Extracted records
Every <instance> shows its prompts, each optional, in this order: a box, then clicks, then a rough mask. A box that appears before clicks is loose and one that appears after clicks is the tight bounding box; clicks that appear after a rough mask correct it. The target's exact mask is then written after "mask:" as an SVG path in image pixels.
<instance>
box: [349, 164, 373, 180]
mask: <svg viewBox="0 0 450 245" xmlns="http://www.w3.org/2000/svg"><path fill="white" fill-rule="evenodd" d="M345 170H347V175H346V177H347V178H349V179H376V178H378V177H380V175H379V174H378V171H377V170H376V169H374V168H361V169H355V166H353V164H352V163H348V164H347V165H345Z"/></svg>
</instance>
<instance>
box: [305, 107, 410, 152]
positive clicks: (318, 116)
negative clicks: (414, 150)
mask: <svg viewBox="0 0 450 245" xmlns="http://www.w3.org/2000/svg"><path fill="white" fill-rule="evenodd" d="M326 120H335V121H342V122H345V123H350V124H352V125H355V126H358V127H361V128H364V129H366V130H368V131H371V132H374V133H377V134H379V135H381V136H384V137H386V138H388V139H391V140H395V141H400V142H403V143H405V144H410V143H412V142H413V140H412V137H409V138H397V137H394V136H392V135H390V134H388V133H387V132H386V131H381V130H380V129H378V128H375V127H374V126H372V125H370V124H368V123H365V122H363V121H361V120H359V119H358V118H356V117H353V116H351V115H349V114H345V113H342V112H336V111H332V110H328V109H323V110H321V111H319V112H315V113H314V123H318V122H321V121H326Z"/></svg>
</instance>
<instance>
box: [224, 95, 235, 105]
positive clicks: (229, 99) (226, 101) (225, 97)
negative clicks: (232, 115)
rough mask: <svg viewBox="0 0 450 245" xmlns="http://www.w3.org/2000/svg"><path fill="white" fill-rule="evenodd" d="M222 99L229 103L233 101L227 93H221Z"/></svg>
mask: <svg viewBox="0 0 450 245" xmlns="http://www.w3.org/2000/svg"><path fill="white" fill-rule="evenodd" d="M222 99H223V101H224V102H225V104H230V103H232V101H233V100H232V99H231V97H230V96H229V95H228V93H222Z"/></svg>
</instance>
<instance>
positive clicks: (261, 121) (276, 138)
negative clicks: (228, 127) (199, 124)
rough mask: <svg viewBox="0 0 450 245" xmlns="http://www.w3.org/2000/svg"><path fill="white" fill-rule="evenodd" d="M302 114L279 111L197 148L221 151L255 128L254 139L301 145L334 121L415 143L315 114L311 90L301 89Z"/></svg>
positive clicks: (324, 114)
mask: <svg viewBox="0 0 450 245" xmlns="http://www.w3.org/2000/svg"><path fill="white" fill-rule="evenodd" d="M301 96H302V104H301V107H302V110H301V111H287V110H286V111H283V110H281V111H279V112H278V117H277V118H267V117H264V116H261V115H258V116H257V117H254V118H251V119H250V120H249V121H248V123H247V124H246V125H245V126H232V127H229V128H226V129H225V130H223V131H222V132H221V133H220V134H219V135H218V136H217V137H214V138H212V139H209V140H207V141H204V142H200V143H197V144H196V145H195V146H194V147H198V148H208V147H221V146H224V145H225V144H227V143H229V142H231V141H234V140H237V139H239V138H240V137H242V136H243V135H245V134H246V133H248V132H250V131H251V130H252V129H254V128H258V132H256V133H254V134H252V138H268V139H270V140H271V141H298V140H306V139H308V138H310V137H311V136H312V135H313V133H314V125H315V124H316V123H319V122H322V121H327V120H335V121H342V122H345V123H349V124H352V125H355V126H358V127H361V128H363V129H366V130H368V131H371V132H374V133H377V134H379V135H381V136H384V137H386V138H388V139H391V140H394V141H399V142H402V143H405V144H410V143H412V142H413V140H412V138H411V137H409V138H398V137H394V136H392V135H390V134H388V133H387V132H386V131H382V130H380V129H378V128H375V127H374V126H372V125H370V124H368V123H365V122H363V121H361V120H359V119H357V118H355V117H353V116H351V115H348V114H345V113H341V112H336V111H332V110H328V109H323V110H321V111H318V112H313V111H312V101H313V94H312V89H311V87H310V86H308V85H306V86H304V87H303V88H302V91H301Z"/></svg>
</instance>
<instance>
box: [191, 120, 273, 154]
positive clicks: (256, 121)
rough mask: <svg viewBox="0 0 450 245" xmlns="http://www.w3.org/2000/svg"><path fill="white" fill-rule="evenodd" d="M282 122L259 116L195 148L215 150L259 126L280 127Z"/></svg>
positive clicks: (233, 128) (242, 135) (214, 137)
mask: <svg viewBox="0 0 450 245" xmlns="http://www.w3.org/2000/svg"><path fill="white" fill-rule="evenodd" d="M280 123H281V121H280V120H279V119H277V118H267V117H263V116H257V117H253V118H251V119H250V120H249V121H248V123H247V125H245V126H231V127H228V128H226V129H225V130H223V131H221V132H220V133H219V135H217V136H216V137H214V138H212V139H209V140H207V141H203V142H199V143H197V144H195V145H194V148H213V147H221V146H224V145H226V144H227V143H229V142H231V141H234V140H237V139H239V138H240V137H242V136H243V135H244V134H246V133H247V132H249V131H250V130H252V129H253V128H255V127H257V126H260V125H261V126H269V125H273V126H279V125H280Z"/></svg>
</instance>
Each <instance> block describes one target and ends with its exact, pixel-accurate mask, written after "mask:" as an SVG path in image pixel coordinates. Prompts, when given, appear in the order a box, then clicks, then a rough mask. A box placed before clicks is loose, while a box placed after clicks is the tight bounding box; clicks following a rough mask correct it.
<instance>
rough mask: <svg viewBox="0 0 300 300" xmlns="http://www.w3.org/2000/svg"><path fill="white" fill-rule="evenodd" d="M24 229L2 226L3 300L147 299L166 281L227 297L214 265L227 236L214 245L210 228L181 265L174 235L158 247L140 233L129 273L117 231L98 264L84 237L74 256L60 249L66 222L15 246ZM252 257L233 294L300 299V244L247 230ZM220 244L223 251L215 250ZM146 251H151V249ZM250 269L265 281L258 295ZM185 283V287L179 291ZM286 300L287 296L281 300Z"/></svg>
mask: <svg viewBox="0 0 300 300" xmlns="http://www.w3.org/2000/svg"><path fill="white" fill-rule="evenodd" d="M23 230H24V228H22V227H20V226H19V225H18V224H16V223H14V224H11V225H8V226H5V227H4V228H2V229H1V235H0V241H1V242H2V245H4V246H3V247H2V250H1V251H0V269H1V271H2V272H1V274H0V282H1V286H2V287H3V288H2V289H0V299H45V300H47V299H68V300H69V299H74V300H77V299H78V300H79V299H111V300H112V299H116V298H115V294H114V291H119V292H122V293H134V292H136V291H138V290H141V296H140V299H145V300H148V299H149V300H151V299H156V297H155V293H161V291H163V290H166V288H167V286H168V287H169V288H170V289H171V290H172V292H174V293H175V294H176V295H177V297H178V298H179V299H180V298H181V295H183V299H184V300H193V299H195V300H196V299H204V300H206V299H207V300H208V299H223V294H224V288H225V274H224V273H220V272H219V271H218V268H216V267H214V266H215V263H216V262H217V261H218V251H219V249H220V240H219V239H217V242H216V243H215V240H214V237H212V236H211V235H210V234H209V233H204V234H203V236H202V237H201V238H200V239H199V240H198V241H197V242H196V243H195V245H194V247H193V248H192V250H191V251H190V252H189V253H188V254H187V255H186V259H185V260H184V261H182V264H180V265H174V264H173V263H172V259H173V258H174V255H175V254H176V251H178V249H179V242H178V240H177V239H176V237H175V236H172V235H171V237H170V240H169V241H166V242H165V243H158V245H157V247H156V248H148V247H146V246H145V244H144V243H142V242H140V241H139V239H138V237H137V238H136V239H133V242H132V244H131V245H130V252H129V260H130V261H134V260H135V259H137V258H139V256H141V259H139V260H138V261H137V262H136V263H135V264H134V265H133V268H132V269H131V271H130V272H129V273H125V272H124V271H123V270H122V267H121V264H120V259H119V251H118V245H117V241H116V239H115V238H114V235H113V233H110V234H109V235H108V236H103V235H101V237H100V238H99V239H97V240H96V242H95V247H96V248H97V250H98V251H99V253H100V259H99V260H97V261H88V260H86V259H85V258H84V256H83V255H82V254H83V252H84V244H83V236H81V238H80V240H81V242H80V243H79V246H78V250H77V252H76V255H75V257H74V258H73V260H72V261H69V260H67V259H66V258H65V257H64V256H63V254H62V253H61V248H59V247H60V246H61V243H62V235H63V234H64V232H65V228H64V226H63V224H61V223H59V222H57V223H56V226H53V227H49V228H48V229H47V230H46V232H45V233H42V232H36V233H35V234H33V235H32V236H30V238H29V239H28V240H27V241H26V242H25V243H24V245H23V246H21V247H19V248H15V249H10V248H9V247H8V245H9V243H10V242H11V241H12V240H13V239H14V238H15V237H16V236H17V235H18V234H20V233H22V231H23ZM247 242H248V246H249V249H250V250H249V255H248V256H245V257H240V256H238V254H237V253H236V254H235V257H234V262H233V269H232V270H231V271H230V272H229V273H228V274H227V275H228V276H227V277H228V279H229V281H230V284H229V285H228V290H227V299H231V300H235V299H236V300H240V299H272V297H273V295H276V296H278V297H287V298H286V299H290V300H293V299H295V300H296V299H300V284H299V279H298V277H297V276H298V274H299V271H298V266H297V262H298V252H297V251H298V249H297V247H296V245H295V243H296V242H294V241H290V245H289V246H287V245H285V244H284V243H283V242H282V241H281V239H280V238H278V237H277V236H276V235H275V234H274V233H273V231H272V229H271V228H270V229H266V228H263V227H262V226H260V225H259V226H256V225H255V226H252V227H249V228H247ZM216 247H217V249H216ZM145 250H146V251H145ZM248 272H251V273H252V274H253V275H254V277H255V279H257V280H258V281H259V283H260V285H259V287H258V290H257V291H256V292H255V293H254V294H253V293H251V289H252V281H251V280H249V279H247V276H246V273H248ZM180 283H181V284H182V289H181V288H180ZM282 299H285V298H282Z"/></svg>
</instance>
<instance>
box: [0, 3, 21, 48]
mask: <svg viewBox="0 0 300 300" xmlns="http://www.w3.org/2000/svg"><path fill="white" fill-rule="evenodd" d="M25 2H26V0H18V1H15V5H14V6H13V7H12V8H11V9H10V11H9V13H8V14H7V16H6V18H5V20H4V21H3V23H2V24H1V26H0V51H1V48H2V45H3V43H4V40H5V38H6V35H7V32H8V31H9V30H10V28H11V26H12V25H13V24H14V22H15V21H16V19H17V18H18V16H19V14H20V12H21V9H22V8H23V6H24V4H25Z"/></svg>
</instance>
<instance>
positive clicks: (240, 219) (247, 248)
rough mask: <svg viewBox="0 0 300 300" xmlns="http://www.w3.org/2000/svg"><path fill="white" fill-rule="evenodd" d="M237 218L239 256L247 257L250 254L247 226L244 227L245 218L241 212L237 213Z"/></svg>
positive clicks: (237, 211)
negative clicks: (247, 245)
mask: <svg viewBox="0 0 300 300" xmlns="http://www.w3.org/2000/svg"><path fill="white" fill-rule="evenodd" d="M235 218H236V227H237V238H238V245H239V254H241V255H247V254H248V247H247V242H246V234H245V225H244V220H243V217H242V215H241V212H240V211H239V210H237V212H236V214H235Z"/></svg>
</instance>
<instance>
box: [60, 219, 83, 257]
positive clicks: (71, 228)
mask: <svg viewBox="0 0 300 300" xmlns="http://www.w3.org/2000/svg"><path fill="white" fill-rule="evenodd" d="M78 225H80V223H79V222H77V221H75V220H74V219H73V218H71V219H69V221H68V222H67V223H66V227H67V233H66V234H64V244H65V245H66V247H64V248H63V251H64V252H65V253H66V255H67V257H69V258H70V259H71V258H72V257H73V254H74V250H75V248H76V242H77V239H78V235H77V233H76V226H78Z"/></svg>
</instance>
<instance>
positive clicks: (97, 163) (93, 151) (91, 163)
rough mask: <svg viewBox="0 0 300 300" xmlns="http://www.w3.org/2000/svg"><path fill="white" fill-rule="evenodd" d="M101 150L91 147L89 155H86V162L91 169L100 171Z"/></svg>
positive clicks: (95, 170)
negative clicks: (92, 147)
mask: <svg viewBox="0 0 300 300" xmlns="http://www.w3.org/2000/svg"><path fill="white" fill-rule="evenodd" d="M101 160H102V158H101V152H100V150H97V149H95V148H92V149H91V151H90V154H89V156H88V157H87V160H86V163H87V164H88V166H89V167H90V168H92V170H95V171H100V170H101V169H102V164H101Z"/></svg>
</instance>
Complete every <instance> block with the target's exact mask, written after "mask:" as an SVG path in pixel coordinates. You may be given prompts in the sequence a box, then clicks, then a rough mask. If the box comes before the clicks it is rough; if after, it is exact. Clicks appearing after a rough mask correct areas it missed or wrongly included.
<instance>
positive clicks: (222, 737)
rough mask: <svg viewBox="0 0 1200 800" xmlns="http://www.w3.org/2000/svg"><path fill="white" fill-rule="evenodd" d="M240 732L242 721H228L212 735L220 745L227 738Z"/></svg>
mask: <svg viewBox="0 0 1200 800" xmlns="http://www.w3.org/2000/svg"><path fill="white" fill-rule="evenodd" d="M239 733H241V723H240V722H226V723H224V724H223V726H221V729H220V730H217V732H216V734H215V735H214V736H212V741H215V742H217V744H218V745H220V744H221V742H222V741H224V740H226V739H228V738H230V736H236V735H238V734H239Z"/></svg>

- Instructions to follow
Please return only the lines above, starting at the line that has "positive clicks: (318, 116)" and ending at the line that has "negative clicks: (228, 127) (199, 124)", keeping both and leaving each one unchanged.

- Reply to the task
positive clicks: (318, 116)
negative clicks: (414, 150)
mask: <svg viewBox="0 0 450 245" xmlns="http://www.w3.org/2000/svg"><path fill="white" fill-rule="evenodd" d="M326 120H335V121H342V122H345V123H350V124H352V125H355V126H358V127H361V128H364V129H366V130H368V131H371V132H374V133H377V134H379V135H381V136H384V137H386V138H388V139H391V140H395V141H400V142H403V143H405V144H410V143H412V142H413V140H412V137H409V138H397V137H394V136H392V135H390V134H388V133H387V132H386V131H381V130H380V129H378V128H375V127H374V126H372V125H370V124H368V123H365V122H363V121H361V120H359V119H358V118H356V117H353V116H351V115H349V114H345V113H342V112H336V111H332V110H328V109H323V110H321V111H319V112H315V113H314V123H318V122H321V121H326Z"/></svg>
</instance>
<instance>
box: [224, 95, 235, 105]
positive clicks: (229, 99) (226, 101) (225, 97)
negative clicks: (232, 115)
rough mask: <svg viewBox="0 0 450 245" xmlns="http://www.w3.org/2000/svg"><path fill="white" fill-rule="evenodd" d="M222 99L229 103L233 101L227 93H221Z"/></svg>
mask: <svg viewBox="0 0 450 245" xmlns="http://www.w3.org/2000/svg"><path fill="white" fill-rule="evenodd" d="M222 99H223V101H224V102H225V104H230V103H232V101H233V100H232V99H231V97H230V96H229V95H228V93H222Z"/></svg>
</instance>
<instance>
positive clicks: (261, 121) (276, 138)
negative clicks: (228, 127) (199, 124)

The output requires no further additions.